§ Instruction: Please write out every line of the records below as a numbered list, skipping any blank lines.

begin Data to process

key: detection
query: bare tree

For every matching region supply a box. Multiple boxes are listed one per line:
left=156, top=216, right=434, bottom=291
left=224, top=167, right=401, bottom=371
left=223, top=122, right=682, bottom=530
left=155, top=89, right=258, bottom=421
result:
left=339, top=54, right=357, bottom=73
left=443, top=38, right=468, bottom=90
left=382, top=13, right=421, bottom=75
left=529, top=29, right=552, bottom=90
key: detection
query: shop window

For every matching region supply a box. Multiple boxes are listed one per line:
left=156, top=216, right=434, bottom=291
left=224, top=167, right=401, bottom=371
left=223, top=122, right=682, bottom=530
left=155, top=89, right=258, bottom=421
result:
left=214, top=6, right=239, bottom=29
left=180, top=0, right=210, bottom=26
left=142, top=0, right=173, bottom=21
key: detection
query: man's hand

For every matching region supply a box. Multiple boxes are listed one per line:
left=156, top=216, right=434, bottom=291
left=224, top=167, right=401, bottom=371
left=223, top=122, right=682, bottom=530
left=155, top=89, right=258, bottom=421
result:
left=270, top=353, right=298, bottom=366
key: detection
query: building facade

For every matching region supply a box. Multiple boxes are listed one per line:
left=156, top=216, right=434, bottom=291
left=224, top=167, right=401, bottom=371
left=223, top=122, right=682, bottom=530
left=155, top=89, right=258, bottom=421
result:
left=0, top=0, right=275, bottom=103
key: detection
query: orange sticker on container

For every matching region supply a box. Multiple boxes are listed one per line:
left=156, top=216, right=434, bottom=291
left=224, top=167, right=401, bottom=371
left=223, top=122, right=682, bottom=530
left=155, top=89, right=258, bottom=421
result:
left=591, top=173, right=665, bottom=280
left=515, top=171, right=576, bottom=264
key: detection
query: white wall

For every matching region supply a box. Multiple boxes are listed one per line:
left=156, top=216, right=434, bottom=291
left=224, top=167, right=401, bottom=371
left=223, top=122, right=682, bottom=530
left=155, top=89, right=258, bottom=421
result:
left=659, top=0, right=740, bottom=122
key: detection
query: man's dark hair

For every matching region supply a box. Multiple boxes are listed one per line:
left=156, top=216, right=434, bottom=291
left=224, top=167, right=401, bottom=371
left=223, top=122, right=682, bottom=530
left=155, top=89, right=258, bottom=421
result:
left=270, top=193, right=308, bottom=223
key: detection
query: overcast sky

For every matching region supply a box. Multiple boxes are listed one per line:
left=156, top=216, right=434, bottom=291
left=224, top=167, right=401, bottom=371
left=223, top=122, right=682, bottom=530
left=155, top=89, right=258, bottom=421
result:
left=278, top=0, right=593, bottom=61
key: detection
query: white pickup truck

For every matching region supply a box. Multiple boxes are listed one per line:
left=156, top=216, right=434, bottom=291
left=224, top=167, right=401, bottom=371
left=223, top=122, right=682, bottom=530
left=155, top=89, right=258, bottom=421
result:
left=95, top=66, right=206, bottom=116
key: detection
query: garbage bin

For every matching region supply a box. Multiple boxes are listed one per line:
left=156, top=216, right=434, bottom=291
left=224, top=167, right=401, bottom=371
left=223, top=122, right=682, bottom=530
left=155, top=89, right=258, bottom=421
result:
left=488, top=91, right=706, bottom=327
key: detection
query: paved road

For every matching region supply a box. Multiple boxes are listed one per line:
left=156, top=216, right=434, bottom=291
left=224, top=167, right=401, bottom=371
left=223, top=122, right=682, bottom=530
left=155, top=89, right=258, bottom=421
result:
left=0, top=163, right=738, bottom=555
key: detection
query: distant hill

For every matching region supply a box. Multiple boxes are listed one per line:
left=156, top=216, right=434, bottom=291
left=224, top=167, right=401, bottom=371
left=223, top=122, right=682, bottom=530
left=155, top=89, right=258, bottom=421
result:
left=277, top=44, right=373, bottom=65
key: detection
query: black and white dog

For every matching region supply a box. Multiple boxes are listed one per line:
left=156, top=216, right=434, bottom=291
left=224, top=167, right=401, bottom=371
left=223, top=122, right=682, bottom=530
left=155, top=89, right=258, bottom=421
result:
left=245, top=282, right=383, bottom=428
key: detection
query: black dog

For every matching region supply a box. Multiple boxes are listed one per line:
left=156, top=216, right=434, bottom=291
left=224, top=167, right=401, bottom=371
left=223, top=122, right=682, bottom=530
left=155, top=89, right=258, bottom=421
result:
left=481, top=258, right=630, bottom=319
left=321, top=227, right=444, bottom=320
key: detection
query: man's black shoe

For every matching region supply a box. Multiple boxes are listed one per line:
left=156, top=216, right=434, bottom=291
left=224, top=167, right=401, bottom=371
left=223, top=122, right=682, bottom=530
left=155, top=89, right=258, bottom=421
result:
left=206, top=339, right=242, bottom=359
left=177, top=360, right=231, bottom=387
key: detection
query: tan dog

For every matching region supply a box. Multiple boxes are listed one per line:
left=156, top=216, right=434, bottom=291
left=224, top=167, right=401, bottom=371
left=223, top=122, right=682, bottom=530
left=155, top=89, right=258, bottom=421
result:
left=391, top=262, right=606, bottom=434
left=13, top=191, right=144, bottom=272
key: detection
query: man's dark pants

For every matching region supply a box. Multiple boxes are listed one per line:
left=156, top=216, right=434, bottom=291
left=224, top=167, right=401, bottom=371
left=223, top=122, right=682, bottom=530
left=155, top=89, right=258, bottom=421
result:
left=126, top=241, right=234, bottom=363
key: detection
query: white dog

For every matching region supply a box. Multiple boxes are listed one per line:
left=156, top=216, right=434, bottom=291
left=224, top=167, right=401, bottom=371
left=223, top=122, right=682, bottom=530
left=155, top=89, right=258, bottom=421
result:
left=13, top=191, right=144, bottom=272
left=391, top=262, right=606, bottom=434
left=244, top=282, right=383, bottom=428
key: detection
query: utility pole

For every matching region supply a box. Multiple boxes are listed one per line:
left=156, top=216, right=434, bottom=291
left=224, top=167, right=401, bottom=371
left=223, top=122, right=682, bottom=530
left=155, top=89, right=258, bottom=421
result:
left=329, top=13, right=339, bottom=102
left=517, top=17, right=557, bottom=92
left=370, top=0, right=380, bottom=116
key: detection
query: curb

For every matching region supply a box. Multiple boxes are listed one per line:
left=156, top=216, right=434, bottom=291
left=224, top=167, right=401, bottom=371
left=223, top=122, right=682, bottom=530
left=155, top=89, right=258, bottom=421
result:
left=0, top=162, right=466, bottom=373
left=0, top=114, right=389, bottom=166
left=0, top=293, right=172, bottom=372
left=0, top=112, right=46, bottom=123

end Data to process

§ Reply:
1. key: detection
2. query: bare tree
3. For every matching region supply a box. Multiple boxes are listed one per line:
4. left=156, top=216, right=434, bottom=291
5. left=224, top=167, right=401, bottom=371
6. left=223, top=122, right=682, bottom=530
7. left=155, top=89, right=258, bottom=421
8. result:
9. left=339, top=54, right=357, bottom=73
10. left=443, top=38, right=468, bottom=90
11. left=382, top=13, right=421, bottom=75
12. left=529, top=29, right=552, bottom=90
13. key: detection
14. query: shop window
15. For every matching region supply a box. Multiple boxes are listed one per line:
16. left=156, top=216, right=434, bottom=291
17. left=224, top=167, right=401, bottom=371
18. left=223, top=122, right=682, bottom=530
19. left=155, top=89, right=258, bottom=421
20. result:
21. left=214, top=6, right=239, bottom=29
22. left=180, top=0, right=210, bottom=26
23. left=142, top=0, right=173, bottom=21
24. key: detection
25. query: man's hand
26. For every matching region supply a box. Multiple boxes are listed one per line:
27. left=156, top=216, right=434, bottom=291
28. left=224, top=167, right=401, bottom=371
29. left=223, top=122, right=682, bottom=530
30. left=155, top=89, right=258, bottom=421
31. result:
32. left=270, top=353, right=298, bottom=366
33. key: detection
34. query: building facade
35. For every matching region supply a box. Multiple boxes are listed one per line:
36. left=156, top=216, right=434, bottom=291
37. left=224, top=167, right=401, bottom=371
38. left=223, top=122, right=682, bottom=530
39. left=155, top=89, right=258, bottom=421
40. result:
41. left=0, top=0, right=275, bottom=103
42. key: detection
43. query: orange sticker on container
44. For every matching region supply a box. Multiple boxes are listed one per line:
45. left=156, top=216, right=434, bottom=291
46. left=224, top=167, right=401, bottom=371
47. left=223, top=122, right=682, bottom=530
48. left=155, top=89, right=258, bottom=421
49. result:
50. left=591, top=173, right=665, bottom=280
51. left=515, top=171, right=576, bottom=264
52. key: detection
53. query: white wall
54. For every matching region supply a box. Multiple boxes are listed one per line:
55. left=156, top=216, right=434, bottom=291
56. left=224, top=167, right=401, bottom=371
57. left=223, top=122, right=682, bottom=530
58. left=155, top=89, right=258, bottom=421
59. result:
60. left=659, top=0, right=740, bottom=122
61. key: detection
62. query: man's dark hair
63. For every matching region supply a box. Multiple boxes are listed one per line:
64. left=156, top=216, right=434, bottom=291
65. left=224, top=167, right=401, bottom=371
66. left=223, top=122, right=682, bottom=530
67. left=155, top=89, right=258, bottom=421
68. result:
69. left=270, top=193, right=308, bottom=223
70. key: detection
71. query: overcast sky
72. For every matching region supply a box. Multiple boxes are listed one per line:
73. left=156, top=216, right=434, bottom=291
74. left=224, top=167, right=401, bottom=371
75. left=223, top=122, right=682, bottom=530
76. left=155, top=89, right=258, bottom=421
77. result:
78. left=278, top=0, right=593, bottom=61
79. key: detection
80. query: white pickup truck
81. For every matching region supply a box. Multiple boxes are listed one per line:
82. left=156, top=216, right=434, bottom=291
83. left=224, top=167, right=401, bottom=371
84. left=223, top=122, right=682, bottom=530
85. left=155, top=89, right=258, bottom=421
86. result:
87. left=95, top=66, right=206, bottom=116
88. key: detection
89. query: garbage bin
90. For every matching region supply a box. Multiple boxes are listed one per line:
91. left=156, top=216, right=434, bottom=291
92. left=224, top=167, right=401, bottom=371
93. left=223, top=122, right=682, bottom=530
94. left=155, top=89, right=258, bottom=421
95. result:
96. left=488, top=91, right=706, bottom=327
97. key: detection
98. query: paved road
99. For every matching region supply a box. Multiple boxes are listed one per line:
100. left=156, top=216, right=434, bottom=291
101. left=224, top=167, right=401, bottom=371
102. left=223, top=122, right=682, bottom=530
103. left=155, top=89, right=258, bottom=421
104. result:
105. left=0, top=163, right=738, bottom=555
106. key: detection
107. query: distant hill
108. For every matching region supply a box. Multiple boxes are listed one per line:
109. left=156, top=216, right=434, bottom=291
110. left=224, top=167, right=401, bottom=371
111. left=223, top=122, right=682, bottom=530
112. left=155, top=89, right=258, bottom=421
113. result:
114. left=277, top=44, right=373, bottom=65
115. key: detection
116. query: black and white dog
117. For every matching region supply a box. Multiple boxes are listed one per line:
118. left=156, top=216, right=434, bottom=291
119. left=224, top=167, right=401, bottom=371
120. left=223, top=122, right=682, bottom=530
121. left=155, top=89, right=258, bottom=421
122. result:
123. left=245, top=282, right=383, bottom=428
124. key: detection
125. query: black dog
126. For every matching region supply a box. Multiple boxes are listed one per line:
127. left=156, top=216, right=434, bottom=291
128. left=224, top=167, right=401, bottom=371
129. left=223, top=122, right=682, bottom=530
130. left=155, top=89, right=258, bottom=421
131. result:
132. left=481, top=258, right=630, bottom=319
133. left=321, top=227, right=444, bottom=320
134. key: detection
135. query: man's black shoe
136. For every matching region supply a box. Multiple boxes are listed one per line:
137. left=156, top=216, right=434, bottom=291
138. left=224, top=167, right=401, bottom=371
139. left=223, top=122, right=682, bottom=530
140. left=155, top=89, right=258, bottom=421
141. result:
142. left=206, top=339, right=242, bottom=359
143. left=177, top=360, right=231, bottom=387
144. key: detection
145. query: tan dog
146. For every matching region supply a box. Multiple boxes are listed one per line:
147. left=156, top=216, right=434, bottom=291
148. left=224, top=167, right=401, bottom=371
149. left=223, top=122, right=682, bottom=530
150. left=155, top=89, right=258, bottom=421
151. result:
152. left=391, top=262, right=606, bottom=434
153. left=13, top=191, right=144, bottom=272
154. key: detection
155. query: man's dark pants
156. For every matching region supply a box. Multiple boxes are listed one per line:
157. left=156, top=216, right=434, bottom=291
158. left=224, top=167, right=401, bottom=371
159. left=223, top=122, right=682, bottom=530
160. left=155, top=89, right=258, bottom=421
161. result:
162. left=126, top=241, right=234, bottom=363
163. key: detection
164. query: white dog
165. For every matching region supply a box. Multiple boxes are listed one per line:
166. left=156, top=216, right=434, bottom=291
167. left=224, top=167, right=401, bottom=371
168. left=223, top=122, right=682, bottom=530
169. left=155, top=89, right=258, bottom=421
170. result:
171. left=13, top=191, right=144, bottom=272
172. left=391, top=262, right=606, bottom=434
173. left=244, top=282, right=383, bottom=428
174. key: detection
175. query: utility pole
176. For every matching region supply a box. Multiple boxes are listed one per line:
177. left=156, top=216, right=434, bottom=291
178. left=224, top=167, right=401, bottom=371
179. left=223, top=122, right=682, bottom=530
180. left=155, top=89, right=258, bottom=421
181. result:
182. left=329, top=13, right=339, bottom=102
183. left=517, top=17, right=557, bottom=92
184. left=370, top=0, right=380, bottom=116
185. key: detection
186. query: curb
187. For every matching region supply a box. Multiple boxes are listed one per line:
188. left=156, top=216, right=434, bottom=291
189. left=224, top=167, right=401, bottom=371
190. left=223, top=122, right=682, bottom=530
191. left=155, top=89, right=258, bottom=421
192. result:
193. left=0, top=162, right=466, bottom=373
194. left=0, top=114, right=389, bottom=166
195. left=0, top=293, right=172, bottom=372
196. left=0, top=112, right=46, bottom=123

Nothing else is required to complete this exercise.